Problem - Every entry should be repeated exactly. Omit the pictures.

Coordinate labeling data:
** BEGIN **

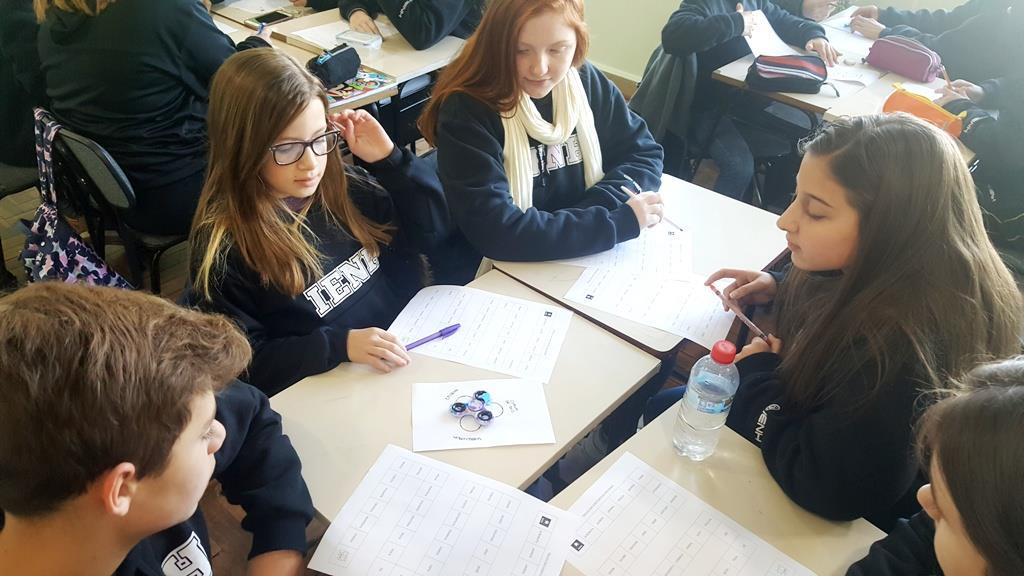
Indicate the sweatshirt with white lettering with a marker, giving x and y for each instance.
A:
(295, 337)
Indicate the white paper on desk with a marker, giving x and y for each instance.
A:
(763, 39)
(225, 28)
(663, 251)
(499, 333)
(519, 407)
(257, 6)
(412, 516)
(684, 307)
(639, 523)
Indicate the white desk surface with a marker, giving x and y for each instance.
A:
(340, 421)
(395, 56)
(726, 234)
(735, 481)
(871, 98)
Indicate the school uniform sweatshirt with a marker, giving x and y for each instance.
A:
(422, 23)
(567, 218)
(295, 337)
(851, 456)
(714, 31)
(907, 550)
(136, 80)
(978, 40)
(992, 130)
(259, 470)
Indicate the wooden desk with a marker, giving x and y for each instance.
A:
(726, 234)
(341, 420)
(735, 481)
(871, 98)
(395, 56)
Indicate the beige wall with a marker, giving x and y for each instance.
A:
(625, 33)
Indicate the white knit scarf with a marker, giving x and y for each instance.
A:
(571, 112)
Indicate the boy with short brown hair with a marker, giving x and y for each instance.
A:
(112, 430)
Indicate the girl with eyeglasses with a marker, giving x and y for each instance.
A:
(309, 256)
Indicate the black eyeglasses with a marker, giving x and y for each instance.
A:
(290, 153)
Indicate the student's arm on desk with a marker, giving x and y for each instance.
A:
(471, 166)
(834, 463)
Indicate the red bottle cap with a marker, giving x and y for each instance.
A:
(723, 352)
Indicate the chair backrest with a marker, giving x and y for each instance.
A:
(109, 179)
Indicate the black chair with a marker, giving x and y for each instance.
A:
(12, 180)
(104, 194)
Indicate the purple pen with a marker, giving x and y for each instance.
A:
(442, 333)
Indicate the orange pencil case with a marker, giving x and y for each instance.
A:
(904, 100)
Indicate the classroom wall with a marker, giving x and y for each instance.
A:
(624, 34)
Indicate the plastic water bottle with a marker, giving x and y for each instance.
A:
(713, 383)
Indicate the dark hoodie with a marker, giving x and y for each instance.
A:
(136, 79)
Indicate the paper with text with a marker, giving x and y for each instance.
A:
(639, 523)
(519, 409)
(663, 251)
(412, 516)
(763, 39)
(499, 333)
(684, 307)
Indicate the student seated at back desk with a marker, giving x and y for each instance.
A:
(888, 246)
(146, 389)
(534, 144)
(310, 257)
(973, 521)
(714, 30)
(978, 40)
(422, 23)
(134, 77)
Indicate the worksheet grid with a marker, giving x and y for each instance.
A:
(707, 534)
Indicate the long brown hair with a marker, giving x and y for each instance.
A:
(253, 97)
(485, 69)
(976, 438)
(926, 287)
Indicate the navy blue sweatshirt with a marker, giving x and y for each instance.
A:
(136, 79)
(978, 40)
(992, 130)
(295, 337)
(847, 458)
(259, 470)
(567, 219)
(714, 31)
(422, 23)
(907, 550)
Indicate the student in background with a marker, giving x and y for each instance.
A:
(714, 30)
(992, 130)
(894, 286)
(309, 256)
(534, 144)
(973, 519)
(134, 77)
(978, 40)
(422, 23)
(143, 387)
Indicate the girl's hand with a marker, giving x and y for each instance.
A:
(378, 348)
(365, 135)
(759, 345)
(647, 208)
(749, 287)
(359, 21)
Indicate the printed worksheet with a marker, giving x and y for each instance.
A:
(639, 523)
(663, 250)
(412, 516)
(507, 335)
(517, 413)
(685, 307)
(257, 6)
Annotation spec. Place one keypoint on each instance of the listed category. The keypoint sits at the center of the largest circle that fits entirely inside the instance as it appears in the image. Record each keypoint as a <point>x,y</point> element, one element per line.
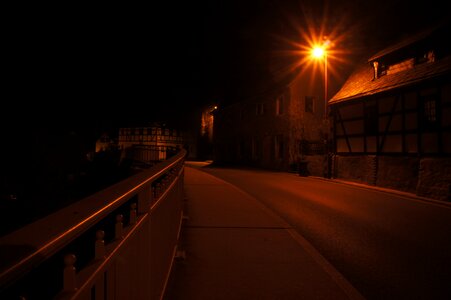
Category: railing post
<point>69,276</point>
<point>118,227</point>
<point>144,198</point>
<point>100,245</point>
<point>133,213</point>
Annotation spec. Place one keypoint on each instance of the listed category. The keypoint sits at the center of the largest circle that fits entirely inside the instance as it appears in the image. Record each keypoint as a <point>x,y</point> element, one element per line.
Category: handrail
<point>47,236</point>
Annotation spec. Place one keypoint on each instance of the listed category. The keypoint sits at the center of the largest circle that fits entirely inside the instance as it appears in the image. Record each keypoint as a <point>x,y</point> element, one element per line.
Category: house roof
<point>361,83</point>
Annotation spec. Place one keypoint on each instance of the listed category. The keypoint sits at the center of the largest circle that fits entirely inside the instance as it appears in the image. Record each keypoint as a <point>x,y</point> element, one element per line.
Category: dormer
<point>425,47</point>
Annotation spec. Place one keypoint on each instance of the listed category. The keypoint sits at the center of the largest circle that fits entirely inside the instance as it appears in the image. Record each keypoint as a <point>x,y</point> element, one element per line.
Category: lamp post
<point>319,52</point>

** END **

In response -
Indicate the sweatshirt with white lettering with a marker, giving x and y for each instance.
A:
(295, 337)
Indicate the white paper on desk with a marker, giving x and y for each instance.
A:
(763, 39)
(225, 28)
(663, 251)
(499, 333)
(519, 407)
(257, 6)
(412, 516)
(684, 307)
(639, 523)
Indicate the white desk surface with a marker, giving x and y for each instance.
A:
(340, 421)
(395, 56)
(726, 234)
(735, 481)
(871, 98)
Indicate the school uniform sweatshirt with a marker, giving x and y for each instance.
A:
(422, 23)
(567, 218)
(295, 337)
(851, 456)
(714, 31)
(907, 550)
(136, 80)
(978, 40)
(992, 130)
(259, 470)
Indicate the wooden desk with a marker, giving x and y for each instance.
A:
(726, 234)
(341, 420)
(735, 481)
(871, 98)
(395, 56)
Indicate the beige wall with a marker, giving x and y for each instance.
A:
(625, 33)
Indicate the white knit scarf with a marker, giving x and y for each instance.
A:
(571, 112)
Indicate the boy with short brown hair with a marker, giving x and y for each instance.
A:
(112, 430)
Indicate the girl with eyeglasses with a marker, giving x and y for each instance.
A:
(309, 256)
Indicate the black eyeglasses with a marker, giving x and y for each instance.
A:
(290, 153)
Indicate the student's arm on desk with a marker, giving x and y for each instance.
A:
(471, 166)
(834, 463)
Indicate the red bottle cap with a marker, giving x and y for each instance.
A:
(723, 352)
Indicate the chair backrest with a marker, giving x and y for each instance.
A:
(109, 179)
Indicate the black chair with a marker, giving x and y for each instance.
A:
(12, 180)
(104, 194)
Indicate the purple pen with a marker, giving x and y for each instance.
A:
(442, 333)
Indicate the orange pencil case with a marker, giving x and y for each instance.
A:
(904, 100)
Indicate the classroom wall with a marker, giving x and y for each instance.
A:
(624, 34)
Indicate the plastic water bottle with a marker, giving x and y for each instance.
A:
(713, 383)
Indicate the dark hoodie with a marker, giving x and y for each instance.
A:
(136, 79)
Indicate the paper with text with a marker, giving x and y for each instance.
A:
(639, 523)
(519, 409)
(663, 251)
(412, 516)
(763, 39)
(499, 333)
(684, 307)
Indicate the student seated at back desk with a marker, giving x and y for each instance.
A:
(888, 246)
(146, 389)
(534, 144)
(310, 257)
(973, 521)
(714, 30)
(978, 40)
(422, 23)
(134, 77)
Indicate the worksheet grid with a marker, giving x and y for each instance.
A:
(707, 534)
Indicate the long brown hair with a marker, giving x and y for each instance.
A:
(253, 97)
(485, 69)
(976, 438)
(926, 287)
Indicate the navy blue sweatshirt with a marker, giving x and y for each instance.
A:
(136, 79)
(978, 40)
(992, 130)
(295, 337)
(847, 458)
(259, 470)
(567, 219)
(714, 31)
(422, 23)
(907, 550)
Indicate the student in background with a marker, giving x and y for each instance.
A:
(714, 30)
(992, 130)
(894, 286)
(309, 256)
(534, 144)
(973, 519)
(134, 77)
(978, 40)
(422, 23)
(143, 387)
Indicate the girl's hand with a marker, giving x and y for each instance.
A:
(378, 348)
(365, 135)
(759, 345)
(647, 208)
(749, 287)
(359, 21)
Indicate the printed worksheet with a marker, giving x and y for each instance.
A:
(639, 523)
(663, 250)
(412, 516)
(507, 335)
(517, 413)
(685, 307)
(257, 6)
Annotation spec. Place one keypoint on each instance of the listed category. The keypoint sits at the center of the largest circle that fits entirely inside the instance as it appears in the image. Record each keypoint as a <point>x,y</point> element, one element per line.
Category: railing post
<point>69,276</point>
<point>118,227</point>
<point>144,198</point>
<point>100,245</point>
<point>133,213</point>
Annotation spec. Place one keypoint on each instance of the listed category. The keypoint sits at the center of the largest circle that fits entirely inside the instance as it appears in the image. Record each keypoint as a <point>x,y</point> element, one element per line.
Category: handrail
<point>47,236</point>
Annotation spec. Place one keypoint on each instance of the listed category. The keypoint sits at the center of the largest circle that fits entirely inside the instance as it appears in the image. Record each keypoint as a <point>x,y</point> element, one element per line.
Category: house roof
<point>361,83</point>
Annotation spec. Place one keypoint on each instance of the listed category. The keypoint sits at the center of the largest circle that fits entirely inside the instance as it appears in the image. Record each keypoint as a <point>x,y</point> element, one element per line.
Category: dormer
<point>425,47</point>
Annotation spec. Place one keypoint on each instance of the listed category. The keypoint sits at the center of the largest circle that fits entirely inside the instance as it appears in the image. Record each keypoint as a <point>x,y</point> element, one element per line.
Category: lamp post
<point>319,52</point>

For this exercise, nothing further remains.